### What the task requires
Transcribe the simple machines passage from "Functions of Simple" up to and including "or a truck.".
# Start of Passage
The basic machines are

• Lever
• Inclined plane
• Pulley (Special case of levers)
• Wheel and axle (Special case of levers)
• Wedge (Special case of the inclined plane)
• Screw (Special case of the inclined plane)
• Gear

Functions of Simple Machine:

• Applying force at a convenient point: Instead of applying force directly to the wheels of a bicycle, it is easier and more convenient to apply it to the pedals.
• Applying force in a convenient direction: It is difficult to lift a bucket full of water directly, but the task becomes very easy if the force is applied in a downward direction using a pulley.
• By applying small effort to lift large loads: In such case machine is said to be used as a force multiplier. e.g. a screw jack used to lift a car or a truck.
• To change the speed of motion of a body: In such a case the machine is said to be used as a speed multiplier. e.g. Gears in an automobile are used to change the speed of the automobile.
# End of Passage
# Start of Data provided
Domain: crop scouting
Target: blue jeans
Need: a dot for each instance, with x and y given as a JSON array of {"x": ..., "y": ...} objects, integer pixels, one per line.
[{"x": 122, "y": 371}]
# End of Data provided
### Answer in full
Functions of Simple Machine:

• Applying force at a convenient point: Instead of applying force directly to the wheels of a bicycle, it is easier and more convenient to apply it to the pedals.
• Applying force in a convenient direction: It is difficult to lift a bucket full of water directly, but the task becomes very easy if the force is applied in a downward direction using a pulley.
• By applying small effort to lift large loads: In such case machine is said to be used as a force multiplier. e.g. a screw jack used to lift a car or a truck.